* Input *
------------------------------------------------------------------------
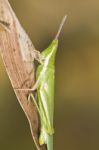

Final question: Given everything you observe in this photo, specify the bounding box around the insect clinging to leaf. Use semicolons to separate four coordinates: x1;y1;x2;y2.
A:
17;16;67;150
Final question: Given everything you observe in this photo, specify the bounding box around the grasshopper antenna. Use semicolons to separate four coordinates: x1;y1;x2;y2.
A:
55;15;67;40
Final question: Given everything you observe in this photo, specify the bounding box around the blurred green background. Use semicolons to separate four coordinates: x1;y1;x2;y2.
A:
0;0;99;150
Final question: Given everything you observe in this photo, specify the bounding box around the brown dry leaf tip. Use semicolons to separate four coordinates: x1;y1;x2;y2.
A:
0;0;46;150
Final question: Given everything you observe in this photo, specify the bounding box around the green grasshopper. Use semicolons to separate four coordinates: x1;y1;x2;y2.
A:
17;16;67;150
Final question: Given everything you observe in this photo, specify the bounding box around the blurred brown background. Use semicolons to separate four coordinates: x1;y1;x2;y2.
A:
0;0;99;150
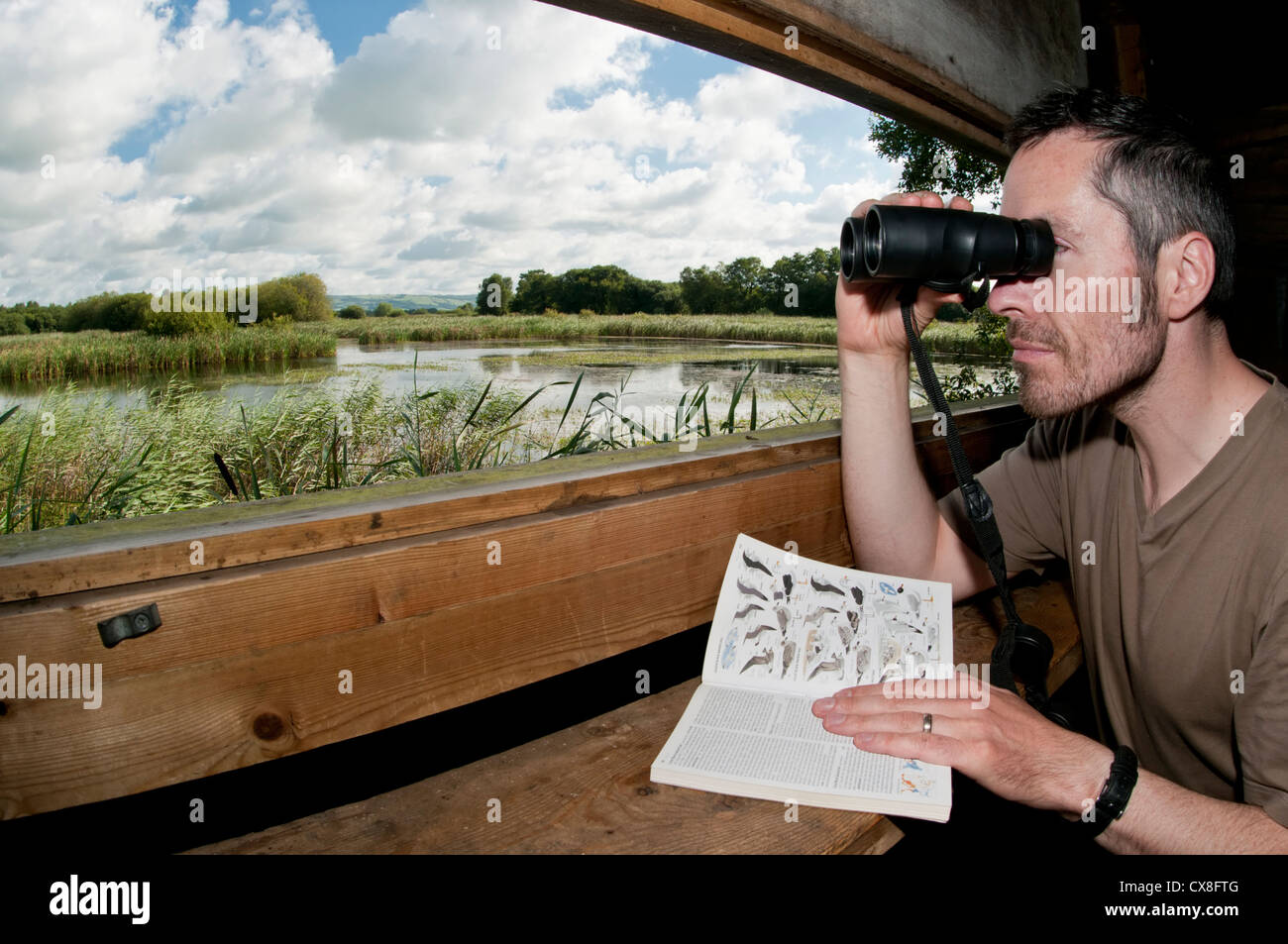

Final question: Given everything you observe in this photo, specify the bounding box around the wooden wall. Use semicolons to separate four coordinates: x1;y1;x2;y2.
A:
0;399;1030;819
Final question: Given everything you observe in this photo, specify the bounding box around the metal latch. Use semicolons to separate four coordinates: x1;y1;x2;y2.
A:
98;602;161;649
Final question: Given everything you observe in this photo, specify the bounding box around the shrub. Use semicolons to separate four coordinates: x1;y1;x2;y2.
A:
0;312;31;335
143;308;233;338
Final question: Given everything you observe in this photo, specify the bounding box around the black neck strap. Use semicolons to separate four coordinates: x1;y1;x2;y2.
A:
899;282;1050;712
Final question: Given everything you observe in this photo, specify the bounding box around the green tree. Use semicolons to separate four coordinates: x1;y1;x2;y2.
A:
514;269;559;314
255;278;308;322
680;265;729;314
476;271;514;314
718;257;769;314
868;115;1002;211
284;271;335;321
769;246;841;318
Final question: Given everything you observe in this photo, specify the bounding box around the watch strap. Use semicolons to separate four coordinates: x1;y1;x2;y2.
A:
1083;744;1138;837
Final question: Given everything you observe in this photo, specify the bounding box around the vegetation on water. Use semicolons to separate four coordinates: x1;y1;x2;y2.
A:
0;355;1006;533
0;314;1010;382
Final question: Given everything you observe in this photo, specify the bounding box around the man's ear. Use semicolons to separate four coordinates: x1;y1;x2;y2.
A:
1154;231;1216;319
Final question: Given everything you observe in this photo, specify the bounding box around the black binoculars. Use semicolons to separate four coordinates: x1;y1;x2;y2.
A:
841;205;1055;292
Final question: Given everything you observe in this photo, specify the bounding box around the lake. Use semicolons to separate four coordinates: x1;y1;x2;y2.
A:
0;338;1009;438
------------------------------------------------------------------------
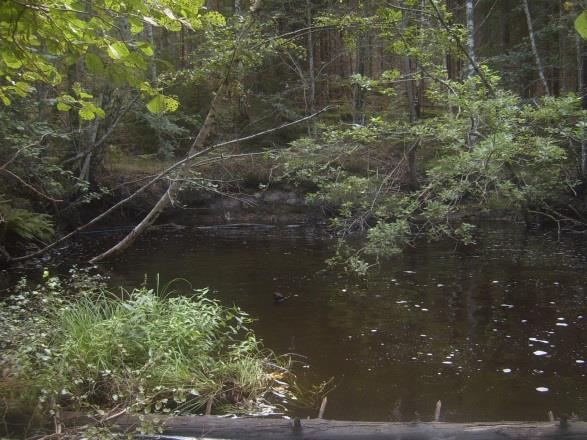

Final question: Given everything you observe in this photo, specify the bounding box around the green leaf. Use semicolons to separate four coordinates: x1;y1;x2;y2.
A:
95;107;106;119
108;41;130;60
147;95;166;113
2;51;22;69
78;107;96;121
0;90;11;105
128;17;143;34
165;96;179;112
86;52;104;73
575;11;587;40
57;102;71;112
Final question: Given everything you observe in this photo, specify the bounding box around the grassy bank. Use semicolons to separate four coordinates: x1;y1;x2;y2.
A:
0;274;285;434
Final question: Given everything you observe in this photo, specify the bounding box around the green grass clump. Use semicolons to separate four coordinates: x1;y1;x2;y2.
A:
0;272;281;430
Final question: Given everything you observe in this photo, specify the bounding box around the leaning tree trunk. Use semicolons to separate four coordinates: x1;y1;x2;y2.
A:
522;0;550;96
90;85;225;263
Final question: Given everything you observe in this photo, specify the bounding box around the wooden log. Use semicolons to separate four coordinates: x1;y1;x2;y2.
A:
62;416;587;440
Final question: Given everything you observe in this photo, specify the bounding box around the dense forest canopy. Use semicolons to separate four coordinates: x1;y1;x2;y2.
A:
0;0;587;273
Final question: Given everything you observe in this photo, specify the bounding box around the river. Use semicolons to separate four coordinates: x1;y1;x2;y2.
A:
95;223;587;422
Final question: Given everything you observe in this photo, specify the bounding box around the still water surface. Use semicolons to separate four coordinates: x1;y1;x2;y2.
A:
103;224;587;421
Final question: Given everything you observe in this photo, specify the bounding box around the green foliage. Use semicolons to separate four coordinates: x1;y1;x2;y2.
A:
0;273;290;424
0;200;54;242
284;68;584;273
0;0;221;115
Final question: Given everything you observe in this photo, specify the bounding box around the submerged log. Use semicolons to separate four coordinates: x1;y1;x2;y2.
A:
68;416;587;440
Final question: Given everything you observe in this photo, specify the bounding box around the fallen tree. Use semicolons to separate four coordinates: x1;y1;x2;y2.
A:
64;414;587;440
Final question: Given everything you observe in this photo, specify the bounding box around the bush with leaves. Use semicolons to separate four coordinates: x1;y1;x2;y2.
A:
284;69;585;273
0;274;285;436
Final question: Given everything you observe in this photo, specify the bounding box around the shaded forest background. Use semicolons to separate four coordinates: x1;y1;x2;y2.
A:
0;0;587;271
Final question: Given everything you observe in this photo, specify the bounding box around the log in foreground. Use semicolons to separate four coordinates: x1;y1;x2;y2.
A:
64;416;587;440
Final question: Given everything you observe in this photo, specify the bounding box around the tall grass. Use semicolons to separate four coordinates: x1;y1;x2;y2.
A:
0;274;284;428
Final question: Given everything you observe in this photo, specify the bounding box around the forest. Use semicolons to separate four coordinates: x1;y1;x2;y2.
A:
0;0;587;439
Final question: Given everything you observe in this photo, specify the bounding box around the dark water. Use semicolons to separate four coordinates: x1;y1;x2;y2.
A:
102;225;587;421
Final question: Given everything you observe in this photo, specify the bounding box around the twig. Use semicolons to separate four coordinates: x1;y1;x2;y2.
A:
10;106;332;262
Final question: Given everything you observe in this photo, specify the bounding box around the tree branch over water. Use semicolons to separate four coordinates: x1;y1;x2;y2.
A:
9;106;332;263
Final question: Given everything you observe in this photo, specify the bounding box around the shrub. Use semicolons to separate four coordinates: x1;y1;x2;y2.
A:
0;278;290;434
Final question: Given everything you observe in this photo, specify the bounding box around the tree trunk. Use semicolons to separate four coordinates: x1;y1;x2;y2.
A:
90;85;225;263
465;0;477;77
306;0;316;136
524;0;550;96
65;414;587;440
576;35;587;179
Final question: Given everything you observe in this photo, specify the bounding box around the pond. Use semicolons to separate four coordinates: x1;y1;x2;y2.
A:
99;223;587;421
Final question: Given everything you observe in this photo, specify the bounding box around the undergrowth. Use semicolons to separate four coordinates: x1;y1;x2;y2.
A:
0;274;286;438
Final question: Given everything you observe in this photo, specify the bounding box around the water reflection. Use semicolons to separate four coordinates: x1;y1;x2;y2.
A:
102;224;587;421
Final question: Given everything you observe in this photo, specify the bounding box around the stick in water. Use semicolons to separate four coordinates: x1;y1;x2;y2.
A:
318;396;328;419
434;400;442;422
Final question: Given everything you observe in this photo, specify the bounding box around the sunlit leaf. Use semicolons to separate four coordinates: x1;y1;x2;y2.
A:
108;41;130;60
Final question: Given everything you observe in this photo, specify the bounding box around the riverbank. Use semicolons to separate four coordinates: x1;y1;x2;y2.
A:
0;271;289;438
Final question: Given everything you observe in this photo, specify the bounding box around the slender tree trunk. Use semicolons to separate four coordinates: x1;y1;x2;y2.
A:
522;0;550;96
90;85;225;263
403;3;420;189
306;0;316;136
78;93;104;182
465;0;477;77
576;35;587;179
------------------------------------------------------------------------
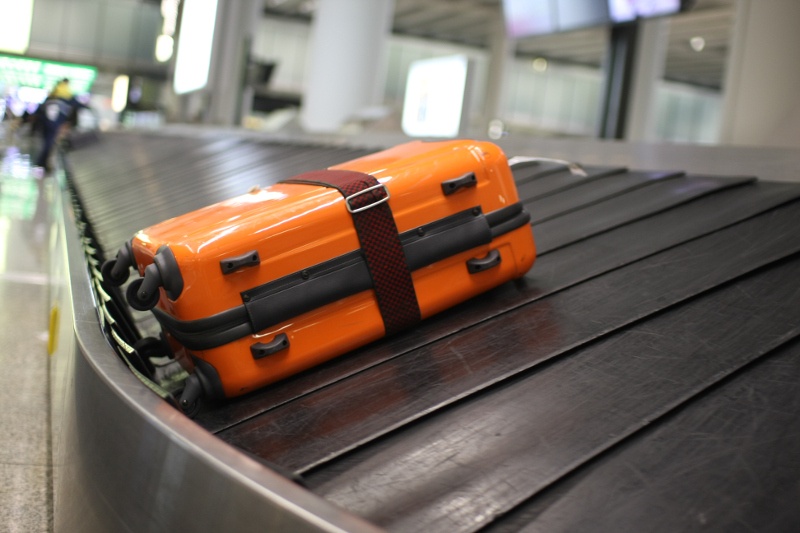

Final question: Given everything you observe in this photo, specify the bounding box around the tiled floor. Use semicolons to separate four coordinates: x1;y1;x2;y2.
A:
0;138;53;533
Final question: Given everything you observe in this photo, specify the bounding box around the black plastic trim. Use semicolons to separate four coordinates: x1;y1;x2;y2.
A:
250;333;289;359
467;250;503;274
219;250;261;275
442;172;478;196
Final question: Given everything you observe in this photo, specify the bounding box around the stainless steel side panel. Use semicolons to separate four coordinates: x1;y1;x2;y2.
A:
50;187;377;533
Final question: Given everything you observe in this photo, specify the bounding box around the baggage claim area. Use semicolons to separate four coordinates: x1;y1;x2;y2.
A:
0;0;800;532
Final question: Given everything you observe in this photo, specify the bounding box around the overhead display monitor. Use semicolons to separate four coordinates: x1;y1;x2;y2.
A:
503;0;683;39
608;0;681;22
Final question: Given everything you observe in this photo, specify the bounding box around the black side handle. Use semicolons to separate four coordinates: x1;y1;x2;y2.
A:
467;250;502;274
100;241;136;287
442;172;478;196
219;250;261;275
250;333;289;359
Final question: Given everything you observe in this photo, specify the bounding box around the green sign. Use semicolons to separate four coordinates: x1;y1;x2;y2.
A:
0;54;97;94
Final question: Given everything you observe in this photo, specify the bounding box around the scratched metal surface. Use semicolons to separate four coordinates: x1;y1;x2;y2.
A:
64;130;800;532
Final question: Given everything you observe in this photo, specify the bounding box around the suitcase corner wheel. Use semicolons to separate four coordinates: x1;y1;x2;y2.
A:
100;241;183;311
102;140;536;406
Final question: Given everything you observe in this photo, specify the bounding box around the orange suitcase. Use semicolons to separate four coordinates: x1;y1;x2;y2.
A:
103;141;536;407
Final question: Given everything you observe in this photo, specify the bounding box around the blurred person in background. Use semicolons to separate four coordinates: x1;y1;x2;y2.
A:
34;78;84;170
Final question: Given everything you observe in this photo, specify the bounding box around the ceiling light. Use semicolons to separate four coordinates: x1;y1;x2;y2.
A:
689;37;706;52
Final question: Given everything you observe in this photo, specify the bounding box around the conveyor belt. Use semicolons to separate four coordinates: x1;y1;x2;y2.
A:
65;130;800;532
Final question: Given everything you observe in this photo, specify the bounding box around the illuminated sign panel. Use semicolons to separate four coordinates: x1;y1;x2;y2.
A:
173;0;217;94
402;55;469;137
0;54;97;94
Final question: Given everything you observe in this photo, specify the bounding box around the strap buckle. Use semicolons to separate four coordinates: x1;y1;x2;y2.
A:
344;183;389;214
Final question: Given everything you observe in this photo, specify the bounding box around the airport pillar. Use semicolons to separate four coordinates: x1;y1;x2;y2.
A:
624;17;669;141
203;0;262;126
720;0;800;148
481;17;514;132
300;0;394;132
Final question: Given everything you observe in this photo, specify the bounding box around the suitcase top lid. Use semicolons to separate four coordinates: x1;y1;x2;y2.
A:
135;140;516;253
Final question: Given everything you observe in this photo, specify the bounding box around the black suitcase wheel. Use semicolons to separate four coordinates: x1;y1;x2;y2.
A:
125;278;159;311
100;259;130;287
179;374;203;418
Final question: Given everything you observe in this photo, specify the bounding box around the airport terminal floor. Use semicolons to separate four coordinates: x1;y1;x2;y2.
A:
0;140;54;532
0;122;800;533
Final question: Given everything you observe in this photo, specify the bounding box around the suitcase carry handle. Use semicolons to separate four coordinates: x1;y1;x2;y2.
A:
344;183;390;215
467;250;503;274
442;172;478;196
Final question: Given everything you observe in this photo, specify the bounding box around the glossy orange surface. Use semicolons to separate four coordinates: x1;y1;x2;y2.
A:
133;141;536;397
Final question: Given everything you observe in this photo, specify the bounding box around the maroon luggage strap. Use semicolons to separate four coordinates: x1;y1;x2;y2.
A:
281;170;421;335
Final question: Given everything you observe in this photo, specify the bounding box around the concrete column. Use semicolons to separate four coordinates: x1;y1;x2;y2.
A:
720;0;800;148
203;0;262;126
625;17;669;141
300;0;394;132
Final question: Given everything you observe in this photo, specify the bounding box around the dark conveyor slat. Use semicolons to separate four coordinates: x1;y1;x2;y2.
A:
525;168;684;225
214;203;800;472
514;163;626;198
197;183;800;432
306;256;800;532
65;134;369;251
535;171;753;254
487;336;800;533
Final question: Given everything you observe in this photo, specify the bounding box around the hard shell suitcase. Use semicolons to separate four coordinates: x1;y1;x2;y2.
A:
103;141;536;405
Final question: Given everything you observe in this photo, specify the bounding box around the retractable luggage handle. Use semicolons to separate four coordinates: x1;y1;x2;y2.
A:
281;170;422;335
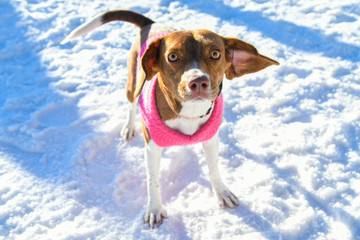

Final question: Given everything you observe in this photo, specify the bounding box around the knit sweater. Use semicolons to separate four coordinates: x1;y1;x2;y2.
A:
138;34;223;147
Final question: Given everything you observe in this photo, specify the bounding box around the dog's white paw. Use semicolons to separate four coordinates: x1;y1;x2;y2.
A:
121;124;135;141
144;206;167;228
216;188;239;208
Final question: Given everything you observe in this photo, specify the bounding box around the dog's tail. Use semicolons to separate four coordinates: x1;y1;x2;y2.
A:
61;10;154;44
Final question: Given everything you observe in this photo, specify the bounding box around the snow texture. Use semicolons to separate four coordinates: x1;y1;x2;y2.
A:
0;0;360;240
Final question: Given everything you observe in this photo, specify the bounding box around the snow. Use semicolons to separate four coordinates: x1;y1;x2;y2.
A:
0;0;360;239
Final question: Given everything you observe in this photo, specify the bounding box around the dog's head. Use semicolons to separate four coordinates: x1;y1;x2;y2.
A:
------------------------------------------------------------------------
* Exercise *
Copy word for word everything in the records above, from the line containing "clump. Use semicolons to separate four coordinates: x1;y1;x2;y2." down to the line containing "62;416;587;440". Include both of those lines.

* Task response *
Final question: Given everything you observe in this photo, specify the bounding box around the green grass clump. Use semicolons to separate four coordinates: x1;y1;x2;y2.
A:
0;272;281;430
Final question: Given everything you observe in this photo, specify the bounding box around the leaning tree trunk. Use semicolons to separate four coordinates: x1;y1;x2;y2.
A:
522;0;550;96
90;85;225;263
Final question: Given everything you observe in this photo, specify the bounding box around the wooden log. Use semicolons to separate four coordinates: x1;y1;x2;y2.
A:
62;416;587;440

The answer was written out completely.